Records for processing below:

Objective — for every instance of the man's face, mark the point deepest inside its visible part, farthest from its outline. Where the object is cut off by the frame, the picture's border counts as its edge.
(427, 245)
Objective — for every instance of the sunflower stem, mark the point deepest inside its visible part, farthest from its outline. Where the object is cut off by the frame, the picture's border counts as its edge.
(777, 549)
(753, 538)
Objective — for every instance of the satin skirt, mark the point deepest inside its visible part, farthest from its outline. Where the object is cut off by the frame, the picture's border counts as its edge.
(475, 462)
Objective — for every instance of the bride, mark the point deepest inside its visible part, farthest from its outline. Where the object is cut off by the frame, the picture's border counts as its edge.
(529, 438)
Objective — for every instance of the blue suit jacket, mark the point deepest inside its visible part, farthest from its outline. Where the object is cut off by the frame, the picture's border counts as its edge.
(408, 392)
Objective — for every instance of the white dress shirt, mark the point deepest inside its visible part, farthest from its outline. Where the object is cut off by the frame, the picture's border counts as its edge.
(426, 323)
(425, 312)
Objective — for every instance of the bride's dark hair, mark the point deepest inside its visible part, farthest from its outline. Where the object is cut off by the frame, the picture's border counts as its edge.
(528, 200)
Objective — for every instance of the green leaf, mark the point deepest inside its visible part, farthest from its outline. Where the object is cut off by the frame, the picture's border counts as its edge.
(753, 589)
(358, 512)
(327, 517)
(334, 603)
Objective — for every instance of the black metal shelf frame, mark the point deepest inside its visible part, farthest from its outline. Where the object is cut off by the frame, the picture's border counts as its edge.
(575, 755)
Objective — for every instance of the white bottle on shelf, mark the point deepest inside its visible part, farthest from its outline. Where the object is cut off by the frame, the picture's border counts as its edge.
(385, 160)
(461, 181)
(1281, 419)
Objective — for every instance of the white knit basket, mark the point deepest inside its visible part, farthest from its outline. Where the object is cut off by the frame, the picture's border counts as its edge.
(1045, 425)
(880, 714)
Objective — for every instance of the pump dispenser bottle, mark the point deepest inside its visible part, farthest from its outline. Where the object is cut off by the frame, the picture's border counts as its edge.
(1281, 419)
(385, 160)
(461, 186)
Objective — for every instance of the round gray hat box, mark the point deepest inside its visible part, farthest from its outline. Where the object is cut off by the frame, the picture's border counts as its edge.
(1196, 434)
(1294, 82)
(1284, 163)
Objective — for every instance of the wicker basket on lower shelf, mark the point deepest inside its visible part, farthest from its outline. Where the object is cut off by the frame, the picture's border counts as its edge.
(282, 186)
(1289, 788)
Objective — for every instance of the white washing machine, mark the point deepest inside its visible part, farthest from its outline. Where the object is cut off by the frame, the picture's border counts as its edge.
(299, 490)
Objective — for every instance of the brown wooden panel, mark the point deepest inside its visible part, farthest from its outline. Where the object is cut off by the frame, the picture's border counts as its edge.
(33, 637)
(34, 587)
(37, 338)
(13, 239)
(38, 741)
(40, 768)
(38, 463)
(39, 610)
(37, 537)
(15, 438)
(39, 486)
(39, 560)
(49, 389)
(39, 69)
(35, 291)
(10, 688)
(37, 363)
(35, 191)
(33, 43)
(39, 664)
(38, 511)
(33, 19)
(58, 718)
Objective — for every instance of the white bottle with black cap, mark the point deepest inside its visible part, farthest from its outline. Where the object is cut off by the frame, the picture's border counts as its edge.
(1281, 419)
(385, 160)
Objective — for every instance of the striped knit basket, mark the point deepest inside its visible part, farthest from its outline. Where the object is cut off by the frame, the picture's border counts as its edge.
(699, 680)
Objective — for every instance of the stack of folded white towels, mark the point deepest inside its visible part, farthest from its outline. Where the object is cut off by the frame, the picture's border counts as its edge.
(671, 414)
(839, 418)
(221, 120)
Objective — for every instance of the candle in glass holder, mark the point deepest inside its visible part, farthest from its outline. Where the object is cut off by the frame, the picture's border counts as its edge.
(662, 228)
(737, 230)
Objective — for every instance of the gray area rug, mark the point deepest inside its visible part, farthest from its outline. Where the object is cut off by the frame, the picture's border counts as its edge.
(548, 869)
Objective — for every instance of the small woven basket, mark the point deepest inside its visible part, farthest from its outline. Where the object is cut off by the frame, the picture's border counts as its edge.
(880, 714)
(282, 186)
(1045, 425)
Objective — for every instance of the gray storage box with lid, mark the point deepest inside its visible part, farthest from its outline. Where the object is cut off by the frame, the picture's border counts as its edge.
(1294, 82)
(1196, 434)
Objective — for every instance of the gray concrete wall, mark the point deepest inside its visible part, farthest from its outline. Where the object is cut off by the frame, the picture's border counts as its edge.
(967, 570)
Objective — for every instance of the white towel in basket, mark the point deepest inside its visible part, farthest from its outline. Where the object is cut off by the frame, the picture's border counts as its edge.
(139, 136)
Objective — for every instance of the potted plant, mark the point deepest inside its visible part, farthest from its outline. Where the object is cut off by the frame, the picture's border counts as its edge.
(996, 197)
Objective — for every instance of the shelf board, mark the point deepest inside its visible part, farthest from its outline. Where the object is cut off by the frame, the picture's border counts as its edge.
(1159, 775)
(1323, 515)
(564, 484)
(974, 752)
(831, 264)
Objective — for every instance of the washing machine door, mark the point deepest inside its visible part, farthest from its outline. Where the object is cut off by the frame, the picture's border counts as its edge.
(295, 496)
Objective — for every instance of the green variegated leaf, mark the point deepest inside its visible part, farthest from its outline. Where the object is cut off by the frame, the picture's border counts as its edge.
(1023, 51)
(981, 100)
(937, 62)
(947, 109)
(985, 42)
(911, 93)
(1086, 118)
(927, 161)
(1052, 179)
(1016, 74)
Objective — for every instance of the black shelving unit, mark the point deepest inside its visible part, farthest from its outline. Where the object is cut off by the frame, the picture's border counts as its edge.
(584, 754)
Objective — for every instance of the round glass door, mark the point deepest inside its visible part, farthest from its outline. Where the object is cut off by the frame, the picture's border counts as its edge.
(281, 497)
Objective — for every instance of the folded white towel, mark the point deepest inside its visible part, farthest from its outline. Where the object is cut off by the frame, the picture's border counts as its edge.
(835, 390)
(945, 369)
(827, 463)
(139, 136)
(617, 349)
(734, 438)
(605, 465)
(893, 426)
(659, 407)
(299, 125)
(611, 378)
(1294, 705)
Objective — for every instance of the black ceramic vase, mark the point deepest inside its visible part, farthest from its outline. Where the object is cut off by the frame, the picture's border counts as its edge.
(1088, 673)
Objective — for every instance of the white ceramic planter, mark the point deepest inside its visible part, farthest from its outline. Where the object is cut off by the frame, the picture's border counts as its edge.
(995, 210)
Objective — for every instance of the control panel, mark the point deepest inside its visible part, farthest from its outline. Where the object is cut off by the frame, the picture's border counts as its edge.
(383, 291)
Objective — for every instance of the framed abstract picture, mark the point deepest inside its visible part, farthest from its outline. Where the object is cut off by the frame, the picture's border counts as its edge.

End of Records for processing.

_What to produce_. Reproduce every line of the data exactly as it was written.

_Task solution_.
Objective — for every instance of the man's face, mark the point deepest inside its visible part, farthest from its outline. Where the object is cut off by the frame, the picture's border counts as its edge.
(427, 245)
Objective — for every instance of the sunflower stem, mark the point deepest inside its visible part, farthest from its outline. Where the object is cut off by the frame, the picture's border counts as its edge.
(777, 549)
(753, 538)
Objective — for every instance of the satin skirt, mark the point deepest inside its visible part, farthest from its outline. Where the object is cut off by the frame, the picture's border counts as its edge.
(475, 462)
Objective — for every instance of the bride, mark the point deepest inside its visible part, farthest from its outline. Where the object is cut off by the frame, the picture's border counts as its edge.
(529, 438)
Objective — for every instance of the blue suit jacket, mark the point deepest inside its visible part, farthest from its outline. Where the object is cut off by the frame, the picture's border counts as its edge.
(408, 392)
Objective — for every instance of the white dress shirt, mark the point deepest inside its visible part, farthest from its outline. Where the object is cut off by the frame, the picture's border counts as its edge.
(426, 323)
(425, 312)
Objective — for every instance of the bride's dark hair, mark the point deepest inside its visible part, farthest from its outline. Where the object is cut off by the frame, the picture's border counts as its edge.
(528, 200)
Objective — for every instance of the green leaf, mark the point deepest inside its visible part, farthest from its outline. Where the object is cut off by the frame, the picture's border counts as its edge.
(753, 589)
(358, 512)
(327, 517)
(334, 603)
Objective — for every instance of the black metal shelf frame, mark the point deepest inside its visible part, farthest from its outline. Where the object is cut off by the frame, the picture's border counts as its edge.
(575, 755)
Objective — for every instance of the white bottle on shelf, mark the point deepest inside its visible part, farthest from its outline. Where the object is cut off by the frame, the picture's border counts as its edge.
(385, 160)
(461, 181)
(1281, 419)
Objective — for every instance of the white knit basket, mark the point deepest inside its visible part, farthest from its outline. Where the object is cut off by the frame, the picture's border counts as its edge.
(1045, 425)
(880, 714)
Objective — for every instance of the pump dispenser bottle, mark the point deepest inside its visible part, farthest from its outline. Where the object is cut off by the frame, the picture's border counts as its edge.
(1281, 419)
(385, 160)
(461, 186)
Objective — for every instance of the round gray hat box, mark the point deepest inside its visible part, farthest from its outline. Where the object is cut off by the frame, the picture's border counts as its edge.
(1196, 434)
(1294, 82)
(1284, 163)
Objective — for every instance of the wicker basket on lower shelf, mark the point deepest inside its visible part, farthest from its outline. Where the object is cut off by the frame, the picture's border counts as its edge.
(282, 186)
(1289, 788)
Objective — for every instance of the white washing machine, mark the point deepest inside its visible part, farthest from its outline. Where the object is cut off by the frame, the picture's border counts as its edge.
(299, 490)
Objective — for every instance of the brown wooden panel, mark the point deepest inside its visible part, farthest from its outline. Where the object is cut off by the frame, the picture's border counts as its edge.
(33, 637)
(34, 587)
(37, 338)
(13, 239)
(38, 741)
(40, 768)
(38, 463)
(39, 610)
(37, 537)
(15, 438)
(39, 486)
(39, 560)
(49, 389)
(39, 69)
(35, 291)
(10, 688)
(37, 363)
(35, 191)
(33, 43)
(39, 664)
(38, 511)
(33, 19)
(58, 718)
Objective — for every instance of the white bottle with black cap, mark the point deepest inside its visible part, farthest from its outline. Where the object is cut off by the frame, the picture's border counts as its edge.
(1281, 419)
(385, 160)
Objective — for every instance of the striped knit basket, mark the point deepest inside its visible part, farthest from its outline. Where the object is cut off by the frame, the picture's border counts as its edge.
(699, 680)
Objective — for every instance of the stack of folded white towels, mark the point deepest inside its visible part, farthest from its outline. Where the object is cut off by the frame, the picture's border counts as its edge.
(671, 414)
(839, 418)
(221, 120)
Objective — for every instance of the candle in glass holder, mark the point deepest inside its visible part, farthest from its outline. Where the object is cut off by the frame, the picture's border counts as its edge.
(662, 228)
(737, 230)
Objective — for every instance of the gray area rug, mark the point deepest inside its visible part, farthest from its outline. Where the object is cut off by the frame, the picture's border counts as its edge.
(548, 869)
Objective — for every instance of the small woven basket, mark the point deepest inside its visible part, farthest from its outline. Where the object is cut off by the frame, the picture's border counts as its edge.
(880, 714)
(282, 186)
(1045, 425)
Objective — for every instance of the gray storage box with lid, mark the point deepest inside its visible part, farthest from its outline. Where the object is cut off by the frame, the picture's border counts as its edge.
(1294, 82)
(1196, 434)
Objective — for every instance of the gray concrete wall, mark the point deepest inside its visible part, farthest from its outline. Where the object is cut off by the frame, the picture's border counts as its edge.
(967, 570)
Objective — for every instance of the white towel in basket, mark the point deepest inside its visible part, farthest from its outline. Where the object is cut off by the frame, the picture's border counts as its edge.
(139, 136)
Objective — for every instance of the potted plant, mark the point deepest inside its visible part, farthest from its outline. Where the object is cut off by the frame, the picture's border counts as its edge.
(996, 197)
Objective — for every instance of the shelf board, mark the point deepest inside its visible part, farthest from its outline. Where the object is cut off by the frame, the picture's border counts as its edge.
(1159, 775)
(1323, 515)
(564, 484)
(974, 752)
(831, 264)
Objective — for every instance of the washing machine door, mark the point deepest inside its visible part, farthest from its outline. Where the object is cut off by the frame, the picture's border counts as its edge.
(295, 496)
Objective — for every instance of the green variegated leaf, mark the point deepest inside its visible part, farthest from its outline. Where the object is cut off by the frame, the picture's border counts as its edge.
(1023, 51)
(981, 100)
(937, 62)
(947, 109)
(985, 42)
(911, 93)
(1086, 118)
(927, 161)
(1052, 179)
(1016, 74)
Objective — for every instance of the black shelving unit, mark the point deepest inside its visible part, farthest from its outline. Where the object is cut off by the frame, the picture's border counts as its edge.
(584, 754)
Objective — for every instance of the round glass door, mark the point deepest inside its visible part, farthest from its outline. Where the object is cut off by the frame, the picture's border counts as its edge.
(281, 497)
Objective — for every instance of the folded white towel, mark the point deepest inside its visible part, farthest from its outline. Where the object is cut off by the frame, the picture's border counts as its edge.
(835, 390)
(945, 369)
(827, 463)
(139, 136)
(617, 349)
(734, 438)
(605, 465)
(893, 426)
(659, 407)
(299, 125)
(611, 378)
(1294, 705)
Objective — for every instance of the black ceramic vase, mark the point deepest inside its visible part, farthest from its outline. Where the object is cut off by the frame, the picture's border counts as its edge.
(1088, 673)
Objective — for every instance of the white ceramic planter, mark the point deepest inside its visible part, farthest from its outline. Where the object is cut off by the frame, the picture's border counts as its edge.
(995, 210)
Objective — for every instance of the control panel, mark the point deepest inside its visible part, farthest from its outline. Where the object is cut off by the frame, the picture's border counts as its edge.
(383, 291)
Objective — for every instance of the framed abstract picture, mark the point deepest inside its visible part, farthest from its outline. Where the object is cut off by the frame, the picture's border counts as its edge.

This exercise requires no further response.